• **Your instructions**: Down to the final character, output the records below as they stand.

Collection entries
# # # # # # #

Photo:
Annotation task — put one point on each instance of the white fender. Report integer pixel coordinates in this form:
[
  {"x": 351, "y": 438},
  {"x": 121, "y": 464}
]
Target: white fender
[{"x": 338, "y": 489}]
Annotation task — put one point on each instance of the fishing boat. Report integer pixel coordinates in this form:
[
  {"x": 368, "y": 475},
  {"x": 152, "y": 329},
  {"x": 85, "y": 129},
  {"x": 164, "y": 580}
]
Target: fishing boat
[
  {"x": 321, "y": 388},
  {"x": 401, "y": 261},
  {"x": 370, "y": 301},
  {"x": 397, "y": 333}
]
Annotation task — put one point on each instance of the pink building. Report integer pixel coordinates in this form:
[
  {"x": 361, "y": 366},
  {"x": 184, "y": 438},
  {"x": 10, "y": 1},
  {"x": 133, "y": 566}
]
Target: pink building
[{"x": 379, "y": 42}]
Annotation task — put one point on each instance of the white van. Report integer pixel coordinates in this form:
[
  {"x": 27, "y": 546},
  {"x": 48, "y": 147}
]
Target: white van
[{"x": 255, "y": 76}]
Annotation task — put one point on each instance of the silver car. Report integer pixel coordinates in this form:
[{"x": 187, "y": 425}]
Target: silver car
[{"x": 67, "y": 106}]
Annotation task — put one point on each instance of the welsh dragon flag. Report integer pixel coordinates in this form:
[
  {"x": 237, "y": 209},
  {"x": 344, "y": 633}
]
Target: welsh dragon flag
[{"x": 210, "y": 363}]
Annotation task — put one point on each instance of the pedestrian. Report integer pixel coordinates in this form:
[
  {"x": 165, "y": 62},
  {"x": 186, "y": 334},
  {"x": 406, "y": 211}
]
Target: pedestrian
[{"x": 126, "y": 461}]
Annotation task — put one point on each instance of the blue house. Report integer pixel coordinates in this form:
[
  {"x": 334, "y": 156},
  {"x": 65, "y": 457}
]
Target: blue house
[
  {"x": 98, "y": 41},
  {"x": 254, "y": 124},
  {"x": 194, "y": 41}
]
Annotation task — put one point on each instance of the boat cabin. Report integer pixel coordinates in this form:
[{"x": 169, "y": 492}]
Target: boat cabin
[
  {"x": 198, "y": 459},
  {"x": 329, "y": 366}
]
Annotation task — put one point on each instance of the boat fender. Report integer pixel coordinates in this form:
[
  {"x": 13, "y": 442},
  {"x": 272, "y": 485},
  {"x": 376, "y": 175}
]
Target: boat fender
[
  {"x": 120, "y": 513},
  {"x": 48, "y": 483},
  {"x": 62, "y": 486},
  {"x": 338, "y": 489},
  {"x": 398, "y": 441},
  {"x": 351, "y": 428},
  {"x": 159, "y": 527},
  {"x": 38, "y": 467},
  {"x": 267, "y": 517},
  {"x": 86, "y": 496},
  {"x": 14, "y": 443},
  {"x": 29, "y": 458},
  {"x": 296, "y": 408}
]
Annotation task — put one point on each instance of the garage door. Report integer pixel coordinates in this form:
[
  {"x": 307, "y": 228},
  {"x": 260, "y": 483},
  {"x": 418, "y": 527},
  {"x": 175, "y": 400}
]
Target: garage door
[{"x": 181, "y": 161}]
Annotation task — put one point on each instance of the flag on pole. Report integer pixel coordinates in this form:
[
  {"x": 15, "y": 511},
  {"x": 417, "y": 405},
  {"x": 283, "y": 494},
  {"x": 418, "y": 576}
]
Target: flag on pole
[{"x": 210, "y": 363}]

# # # # # # #

• **Task answer**:
Photo:
Annotation task — put one point on each instance of the white fender. Report integer pixel coordinates in this form:
[
  {"x": 351, "y": 438},
  {"x": 121, "y": 464}
]
Target: white fender
[{"x": 338, "y": 489}]
Annotation task — put one point on each instance of the fishing boat. Report integer pixel coordinates in this form:
[
  {"x": 368, "y": 475},
  {"x": 152, "y": 329},
  {"x": 85, "y": 129},
  {"x": 164, "y": 580}
]
Target: fishing boat
[
  {"x": 321, "y": 388},
  {"x": 401, "y": 261},
  {"x": 370, "y": 301},
  {"x": 397, "y": 333}
]
Annotation task — put one point on each instance of the pink building. Report integer pixel coordinates in this form:
[
  {"x": 361, "y": 366},
  {"x": 184, "y": 438},
  {"x": 10, "y": 1},
  {"x": 133, "y": 566}
]
Target: pink building
[{"x": 379, "y": 42}]
Annotation task — put one point on each instance of the white van. Report integer pixel coordinates in this form:
[
  {"x": 27, "y": 546},
  {"x": 48, "y": 147}
]
Target: white van
[{"x": 255, "y": 76}]
Annotation task — put one point on each instance of the silver car. Report integer pixel coordinates in this form:
[{"x": 187, "y": 425}]
Target: silver car
[{"x": 67, "y": 106}]
Annotation task — put one point on each instance of the welsh dragon flag. Report integer pixel coordinates in this form:
[
  {"x": 237, "y": 209},
  {"x": 344, "y": 633}
]
Target: welsh dragon flag
[{"x": 210, "y": 363}]
Annotation task — put one point on each instance of the pedestrian. Report integer pixel coordinates in this form:
[
  {"x": 165, "y": 62},
  {"x": 186, "y": 334},
  {"x": 406, "y": 211}
]
Target: pedestrian
[{"x": 126, "y": 461}]
Annotation task — put one point on each instance of the blue house. Report integer pixel coordinates in this form:
[
  {"x": 334, "y": 156},
  {"x": 65, "y": 457}
]
Target: blue house
[
  {"x": 98, "y": 41},
  {"x": 254, "y": 124},
  {"x": 194, "y": 41}
]
Annotation task — put one point on each instance of the boat cabin. Report integer pixel coordinates in this form:
[{"x": 169, "y": 492}]
Target: boat cabin
[
  {"x": 198, "y": 459},
  {"x": 329, "y": 366}
]
Annotation task — put one point on each instance of the boat fender. Report integer pixel coordinates in this form:
[
  {"x": 13, "y": 442},
  {"x": 272, "y": 485},
  {"x": 376, "y": 175}
]
Target: boat fender
[
  {"x": 120, "y": 513},
  {"x": 48, "y": 483},
  {"x": 62, "y": 486},
  {"x": 338, "y": 489},
  {"x": 398, "y": 441},
  {"x": 351, "y": 428},
  {"x": 159, "y": 527},
  {"x": 38, "y": 467},
  {"x": 267, "y": 517},
  {"x": 86, "y": 496},
  {"x": 14, "y": 443},
  {"x": 29, "y": 458},
  {"x": 296, "y": 408}
]
Annotation task — put one point on each instance of the garage door. Report integer pixel coordinates in this form:
[
  {"x": 307, "y": 228},
  {"x": 260, "y": 483},
  {"x": 418, "y": 527},
  {"x": 175, "y": 400}
]
Target: garage door
[{"x": 181, "y": 161}]
Annotation task — put one point on each instance of the flag on pole. Report integer pixel coordinates in this form:
[
  {"x": 15, "y": 511},
  {"x": 417, "y": 405},
  {"x": 283, "y": 494},
  {"x": 418, "y": 576}
]
Target: flag on pole
[{"x": 210, "y": 363}]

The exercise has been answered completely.